> [Stored dataset items]
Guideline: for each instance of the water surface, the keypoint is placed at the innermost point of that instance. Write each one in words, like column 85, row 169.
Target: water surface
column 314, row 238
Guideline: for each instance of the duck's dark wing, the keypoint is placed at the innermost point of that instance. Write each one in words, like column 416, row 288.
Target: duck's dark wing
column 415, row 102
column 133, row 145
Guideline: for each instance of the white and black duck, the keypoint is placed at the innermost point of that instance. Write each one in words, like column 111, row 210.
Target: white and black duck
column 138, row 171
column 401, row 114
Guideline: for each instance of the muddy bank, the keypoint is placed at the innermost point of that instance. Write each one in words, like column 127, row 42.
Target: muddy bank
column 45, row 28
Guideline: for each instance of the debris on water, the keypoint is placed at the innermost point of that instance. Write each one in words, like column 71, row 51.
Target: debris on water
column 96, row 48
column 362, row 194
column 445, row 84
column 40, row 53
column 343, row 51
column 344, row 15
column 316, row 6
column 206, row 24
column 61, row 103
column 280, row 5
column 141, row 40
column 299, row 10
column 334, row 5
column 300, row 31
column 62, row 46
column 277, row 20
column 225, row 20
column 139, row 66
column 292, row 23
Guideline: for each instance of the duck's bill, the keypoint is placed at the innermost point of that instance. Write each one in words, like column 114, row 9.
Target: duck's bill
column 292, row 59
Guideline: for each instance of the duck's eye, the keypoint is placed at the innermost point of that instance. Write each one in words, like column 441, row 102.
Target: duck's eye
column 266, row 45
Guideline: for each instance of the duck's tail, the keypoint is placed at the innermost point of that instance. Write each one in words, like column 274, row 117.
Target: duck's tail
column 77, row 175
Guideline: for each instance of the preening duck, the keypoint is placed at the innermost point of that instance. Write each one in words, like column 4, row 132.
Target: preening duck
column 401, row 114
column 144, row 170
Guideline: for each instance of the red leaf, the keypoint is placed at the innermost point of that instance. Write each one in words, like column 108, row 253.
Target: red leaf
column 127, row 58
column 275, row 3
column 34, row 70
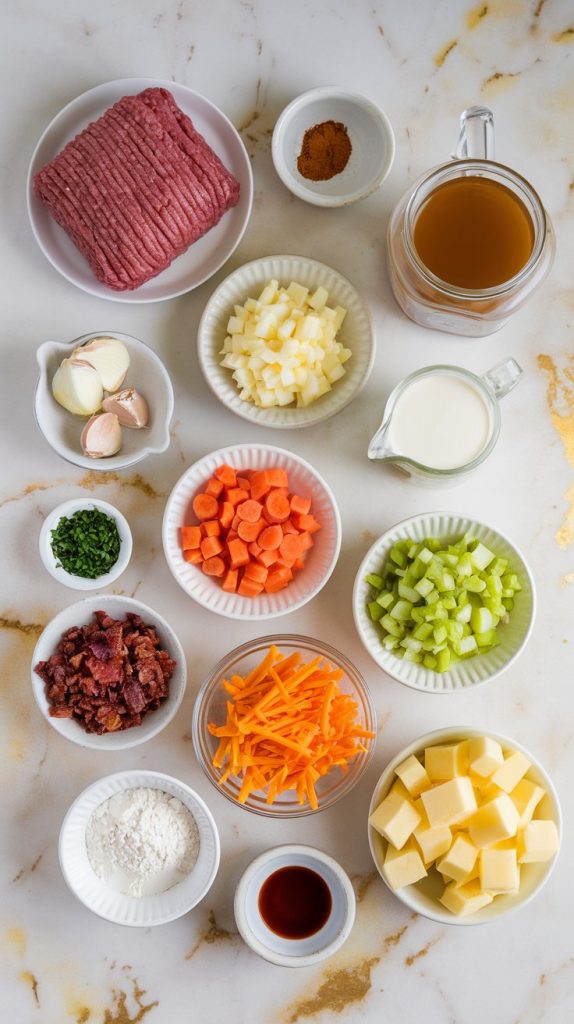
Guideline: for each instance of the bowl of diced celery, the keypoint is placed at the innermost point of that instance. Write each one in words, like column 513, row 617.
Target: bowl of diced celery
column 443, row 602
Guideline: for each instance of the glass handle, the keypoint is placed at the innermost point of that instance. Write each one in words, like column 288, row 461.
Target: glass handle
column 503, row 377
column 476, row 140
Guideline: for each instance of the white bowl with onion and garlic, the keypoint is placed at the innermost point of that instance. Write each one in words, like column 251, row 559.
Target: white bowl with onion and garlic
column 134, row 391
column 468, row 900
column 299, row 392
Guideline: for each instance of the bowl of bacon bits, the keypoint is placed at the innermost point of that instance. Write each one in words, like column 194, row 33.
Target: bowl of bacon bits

> [What you are asked to do] Print the entries above exactly, leaving pictures out.

> [Reply to the task]
Guideline: for each instance of the water surface, the keypoint is placed at the innermost point of that instance. Write each one in words, like column 85, row 169.
Target: water surface
column 314, row 238
Guideline: for each instance of the duck's dark wing, the keypoint is placed at the innermost point of that instance. Write each one in words, like column 416, row 288.
Target: duck's dark wing
column 415, row 102
column 133, row 145
Guideline: for each instance of the white and black duck, the keypoint is placed at the innermost point of that instance. Write each one in words, like column 111, row 210.
Target: white and black duck
column 138, row 171
column 401, row 114
Guideline: for each instance of the muddy bank, the keypoint is placed at the innermost point of that instance. Write each one in words, like column 127, row 42.
Target: muddy bank
column 45, row 28
Guideline: for each instance of the debris on water, the keypoint is placed at the innermost point of that instance. Write each one in words, like column 71, row 51.
Target: debris on water
column 96, row 48
column 362, row 194
column 445, row 84
column 40, row 53
column 343, row 51
column 344, row 15
column 316, row 6
column 206, row 24
column 61, row 103
column 280, row 5
column 141, row 40
column 299, row 10
column 334, row 5
column 300, row 31
column 62, row 46
column 277, row 20
column 225, row 20
column 139, row 66
column 292, row 23
Guideline: for each instance of the duck's bill, the keypoint is placed at the innermost point of that instance. Write each one in words, like column 114, row 9.
Target: duck's bill
column 292, row 59
Guideline: for each instance of the duck's eye, the keypoint is placed at the innermost point of that instance. Write each one in words, like column 441, row 102.
Target: duck's eye
column 266, row 45
Guideline: for each instance of the duck's tail, the keypoint is placed at the innermost point of that instance. Write each one in words, like column 274, row 117.
Target: duck's tail
column 77, row 175
Guideline: for each instance of the preening duck, the keypoint is placed at the innermost point of that instance. Write each one in words, like column 4, row 132.
Target: preening duck
column 401, row 114
column 144, row 170
Guideline: for each instance of the red leaf, the keypoint is placed at the innermost point of that instance. Write each one in words, like column 108, row 253.
Target: red leaf
column 127, row 58
column 275, row 3
column 34, row 70
Guideline: for each instance of the bowl of diced celery, the keypoint is placed at the innermost point of that instance. Write each one in words, like column 513, row 617.
Target: bowl of diced celery
column 443, row 602
Guideline: for each instance of the glass handle, the keypoint is placed at the innermost point of that instance. Write each one in words, like column 288, row 461.
Target: glass handle
column 503, row 377
column 476, row 140
Guideline: for each instance of the white bowl with onion and garlic, the keypoint is placed at the innermost point of that instance. Write each one in words, like column 251, row 559.
Target: white bowl with onion and garlic
column 134, row 391
column 468, row 900
column 299, row 392
Guideline: for each instance of the bowl of bacon bits, the keypoint is placed at the innermost point of that instance. Write each one in words, like column 194, row 33.
Target: bowl of bacon bits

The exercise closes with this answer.